En 1970 yo tenía
diez años. Apenas unos cuantos meses atrás fui testigo, como muchos de los tres
mil setecientos millones de personas que habitábamos este plantea, del despegue
del Apolo 11 y de la
histórica caminata de Amstrong y Aldrin, mientras Collins se convertía en el
hombre más solitario al orbitar el lado oculto de la Luna. La guerra de Vietnam
estaba en su apogeo. Se estaba gestando el Watergate que
acabaría con el mandato de Richard Nixon y que le abriría la puerta, años
después, a Robert Redford y Dustin Hoffman para su memorable película con este
tema: “Todos
los hombres del presidente”.
En ese año se transmitió, por primera vez, un mundial de
fútbol por televisión a colores: México 70. Para tal acontecimiento, recuerdo
que mi padre llevó un televisor a colores hecho en Alemania marca “Telefunken”;
una maravilla de los tiempos modernos.

*ENUNCIADO*: Transcribe íntegramente, carácter por carácter, el fragmento sobre 1970 que aparece arriba.

*LISTADO PROPORCIONADO*:
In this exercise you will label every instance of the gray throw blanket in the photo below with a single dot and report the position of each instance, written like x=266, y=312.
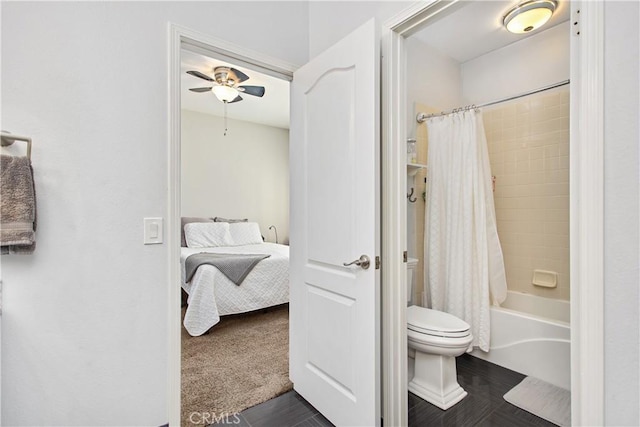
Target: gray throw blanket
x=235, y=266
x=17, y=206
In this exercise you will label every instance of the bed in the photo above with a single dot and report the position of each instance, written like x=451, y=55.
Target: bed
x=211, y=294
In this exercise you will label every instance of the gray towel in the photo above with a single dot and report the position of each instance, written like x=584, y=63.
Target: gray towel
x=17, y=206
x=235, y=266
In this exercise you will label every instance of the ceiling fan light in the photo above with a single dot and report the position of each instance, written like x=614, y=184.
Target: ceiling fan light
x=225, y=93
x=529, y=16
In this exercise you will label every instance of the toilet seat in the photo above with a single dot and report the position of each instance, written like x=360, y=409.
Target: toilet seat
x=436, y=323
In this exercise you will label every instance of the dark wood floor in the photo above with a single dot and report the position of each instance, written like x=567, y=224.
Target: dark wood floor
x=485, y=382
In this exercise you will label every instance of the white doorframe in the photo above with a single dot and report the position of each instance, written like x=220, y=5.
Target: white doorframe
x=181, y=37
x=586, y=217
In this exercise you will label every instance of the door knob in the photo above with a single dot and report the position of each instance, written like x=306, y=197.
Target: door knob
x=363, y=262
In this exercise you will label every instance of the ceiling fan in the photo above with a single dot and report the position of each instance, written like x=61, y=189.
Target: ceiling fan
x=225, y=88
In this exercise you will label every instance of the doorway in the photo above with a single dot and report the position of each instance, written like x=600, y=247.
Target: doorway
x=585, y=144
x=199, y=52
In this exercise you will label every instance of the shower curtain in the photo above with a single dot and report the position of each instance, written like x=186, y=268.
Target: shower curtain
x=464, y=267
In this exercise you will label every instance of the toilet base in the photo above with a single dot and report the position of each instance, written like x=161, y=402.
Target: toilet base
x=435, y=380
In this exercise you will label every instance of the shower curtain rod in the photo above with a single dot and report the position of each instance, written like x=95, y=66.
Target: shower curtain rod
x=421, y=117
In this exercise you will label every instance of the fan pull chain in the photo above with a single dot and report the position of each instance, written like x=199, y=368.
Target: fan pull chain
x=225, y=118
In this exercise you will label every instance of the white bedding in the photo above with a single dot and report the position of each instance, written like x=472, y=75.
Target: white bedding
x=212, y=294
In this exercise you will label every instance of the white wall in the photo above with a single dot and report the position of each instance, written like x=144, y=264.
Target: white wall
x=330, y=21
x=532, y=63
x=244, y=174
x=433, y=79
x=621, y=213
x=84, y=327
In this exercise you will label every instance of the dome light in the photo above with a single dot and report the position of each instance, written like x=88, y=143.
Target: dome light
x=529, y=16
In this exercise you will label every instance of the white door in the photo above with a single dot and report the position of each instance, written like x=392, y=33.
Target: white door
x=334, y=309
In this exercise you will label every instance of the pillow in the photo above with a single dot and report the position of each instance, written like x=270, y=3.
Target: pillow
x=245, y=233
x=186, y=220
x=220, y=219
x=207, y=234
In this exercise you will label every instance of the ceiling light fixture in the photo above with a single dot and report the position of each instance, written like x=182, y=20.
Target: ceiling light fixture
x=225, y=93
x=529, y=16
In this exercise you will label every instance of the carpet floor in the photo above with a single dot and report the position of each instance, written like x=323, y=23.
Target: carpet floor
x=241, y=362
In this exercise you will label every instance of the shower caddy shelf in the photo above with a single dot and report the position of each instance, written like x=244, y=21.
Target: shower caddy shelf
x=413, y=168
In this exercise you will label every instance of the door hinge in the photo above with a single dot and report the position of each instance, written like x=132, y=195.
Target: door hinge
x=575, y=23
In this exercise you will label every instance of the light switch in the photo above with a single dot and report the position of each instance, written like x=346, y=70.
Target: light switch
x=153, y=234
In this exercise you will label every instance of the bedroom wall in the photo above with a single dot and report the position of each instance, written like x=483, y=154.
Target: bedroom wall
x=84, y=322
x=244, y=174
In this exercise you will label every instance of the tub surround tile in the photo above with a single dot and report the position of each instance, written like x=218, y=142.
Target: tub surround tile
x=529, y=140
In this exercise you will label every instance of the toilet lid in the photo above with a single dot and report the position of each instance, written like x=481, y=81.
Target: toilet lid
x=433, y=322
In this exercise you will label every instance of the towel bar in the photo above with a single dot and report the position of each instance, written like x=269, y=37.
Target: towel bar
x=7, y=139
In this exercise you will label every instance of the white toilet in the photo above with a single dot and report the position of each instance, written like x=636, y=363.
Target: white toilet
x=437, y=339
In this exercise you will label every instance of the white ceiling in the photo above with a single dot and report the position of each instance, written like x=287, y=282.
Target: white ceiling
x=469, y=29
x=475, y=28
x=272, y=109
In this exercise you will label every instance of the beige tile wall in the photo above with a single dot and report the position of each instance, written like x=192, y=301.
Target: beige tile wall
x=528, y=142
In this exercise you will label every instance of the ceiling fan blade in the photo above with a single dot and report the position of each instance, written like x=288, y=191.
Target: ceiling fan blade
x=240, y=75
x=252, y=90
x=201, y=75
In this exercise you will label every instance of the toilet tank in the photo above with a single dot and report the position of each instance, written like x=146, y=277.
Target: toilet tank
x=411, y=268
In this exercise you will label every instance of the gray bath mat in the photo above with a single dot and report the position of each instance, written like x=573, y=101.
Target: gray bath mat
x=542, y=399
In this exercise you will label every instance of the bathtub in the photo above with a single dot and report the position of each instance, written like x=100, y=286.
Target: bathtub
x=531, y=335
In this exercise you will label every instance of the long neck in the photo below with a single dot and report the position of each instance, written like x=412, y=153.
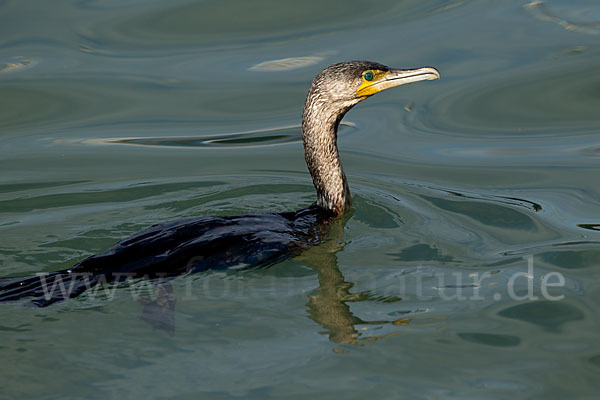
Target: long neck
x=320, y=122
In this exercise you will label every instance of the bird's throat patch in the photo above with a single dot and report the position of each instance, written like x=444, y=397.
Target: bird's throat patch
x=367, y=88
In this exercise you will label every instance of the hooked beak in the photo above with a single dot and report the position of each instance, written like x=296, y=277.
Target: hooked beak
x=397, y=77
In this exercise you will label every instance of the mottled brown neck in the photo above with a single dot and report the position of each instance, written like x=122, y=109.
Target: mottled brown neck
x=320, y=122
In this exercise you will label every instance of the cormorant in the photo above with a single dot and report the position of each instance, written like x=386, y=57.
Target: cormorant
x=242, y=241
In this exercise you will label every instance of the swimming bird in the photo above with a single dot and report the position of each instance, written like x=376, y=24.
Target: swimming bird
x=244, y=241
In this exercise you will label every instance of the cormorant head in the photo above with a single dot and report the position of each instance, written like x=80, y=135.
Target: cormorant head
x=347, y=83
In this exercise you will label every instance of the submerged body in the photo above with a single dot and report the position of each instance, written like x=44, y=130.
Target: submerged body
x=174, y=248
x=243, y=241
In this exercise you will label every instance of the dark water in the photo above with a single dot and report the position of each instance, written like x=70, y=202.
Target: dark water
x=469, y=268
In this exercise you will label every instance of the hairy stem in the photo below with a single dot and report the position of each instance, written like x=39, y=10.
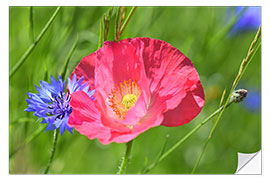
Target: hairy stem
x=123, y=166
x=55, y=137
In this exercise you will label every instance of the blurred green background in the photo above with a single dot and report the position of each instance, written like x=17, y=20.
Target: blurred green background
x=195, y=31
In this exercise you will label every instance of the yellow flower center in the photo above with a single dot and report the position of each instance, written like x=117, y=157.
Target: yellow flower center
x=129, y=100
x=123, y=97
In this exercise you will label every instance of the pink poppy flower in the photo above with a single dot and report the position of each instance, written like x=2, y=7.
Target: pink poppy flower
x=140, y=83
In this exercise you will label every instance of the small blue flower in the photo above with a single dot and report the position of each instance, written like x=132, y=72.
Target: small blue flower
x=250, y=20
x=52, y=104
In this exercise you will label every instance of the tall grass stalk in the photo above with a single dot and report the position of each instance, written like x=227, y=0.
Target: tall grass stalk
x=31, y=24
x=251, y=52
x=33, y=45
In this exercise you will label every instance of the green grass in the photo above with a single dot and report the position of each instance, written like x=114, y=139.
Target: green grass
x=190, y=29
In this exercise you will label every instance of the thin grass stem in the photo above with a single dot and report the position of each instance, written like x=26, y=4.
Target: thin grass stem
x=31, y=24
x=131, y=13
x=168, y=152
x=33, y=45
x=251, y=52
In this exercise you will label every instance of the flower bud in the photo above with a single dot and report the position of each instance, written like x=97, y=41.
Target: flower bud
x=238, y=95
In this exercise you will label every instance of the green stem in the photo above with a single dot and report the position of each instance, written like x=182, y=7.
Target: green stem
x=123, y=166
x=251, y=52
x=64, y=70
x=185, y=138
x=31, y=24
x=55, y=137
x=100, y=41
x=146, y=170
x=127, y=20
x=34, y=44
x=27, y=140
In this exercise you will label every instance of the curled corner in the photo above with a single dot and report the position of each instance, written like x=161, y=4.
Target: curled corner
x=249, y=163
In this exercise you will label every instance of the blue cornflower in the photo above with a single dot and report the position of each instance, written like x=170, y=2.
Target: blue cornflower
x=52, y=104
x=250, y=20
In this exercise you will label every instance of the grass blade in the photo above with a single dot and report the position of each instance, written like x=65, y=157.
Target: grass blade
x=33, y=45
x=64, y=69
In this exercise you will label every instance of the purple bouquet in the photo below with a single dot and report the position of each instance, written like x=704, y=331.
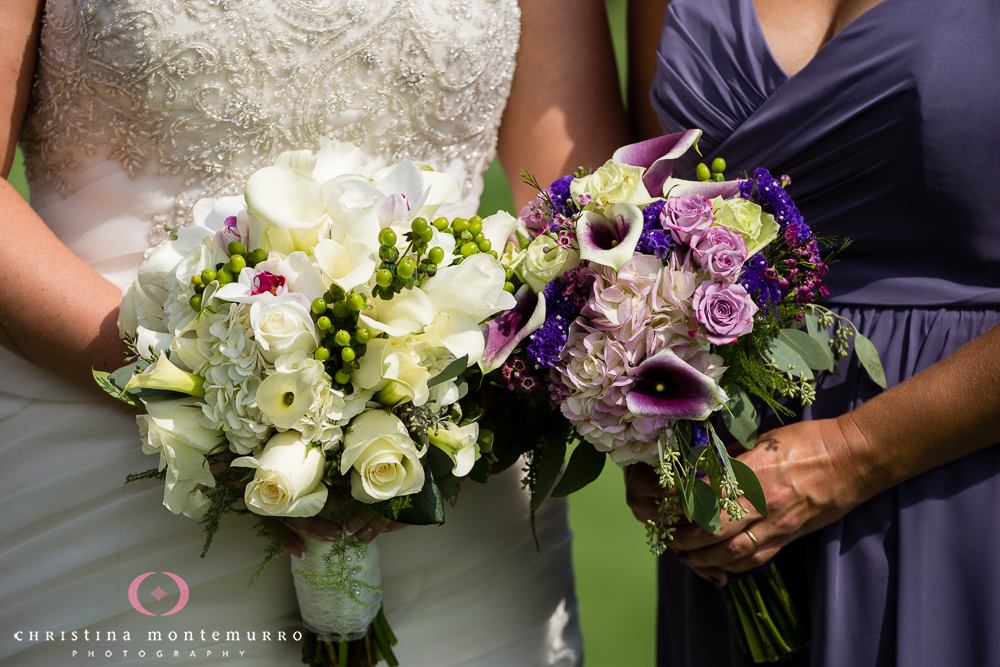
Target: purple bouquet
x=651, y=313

*RESPUESTA*:
En 1970 yo tenía
diez años. Apenas unos cuantos meses atrás fui testigo, como muchos de los tres
mil setecientos millones de personas que habitábamos este plantea, del despegue
del Apolo 11 y de la
histórica caminata de Amstrong y Aldrin, mientras Collins se convertía en el
hombre más solitario al orbitar el lado oculto de la Luna. La guerra de Vietnam
estaba en su apogeo. Se estaba gestando el Watergate que
acabaría con el mandato de Richard Nixon y que le abriría la puerta, años
después, a Robert Redford y Dustin Hoffman para su memorable película con este
tema: “Todos
los hombres del presidente”.
En ese año se transmitió, por primera vez, un mundial de
fútbol por televisión a colores: México 70. Para tal acontecimiento, recuerdo
que mi padre llevó un televisor a colores hecho en Alemania marca “Telefunken”;
una maravilla de los tiempos modernos.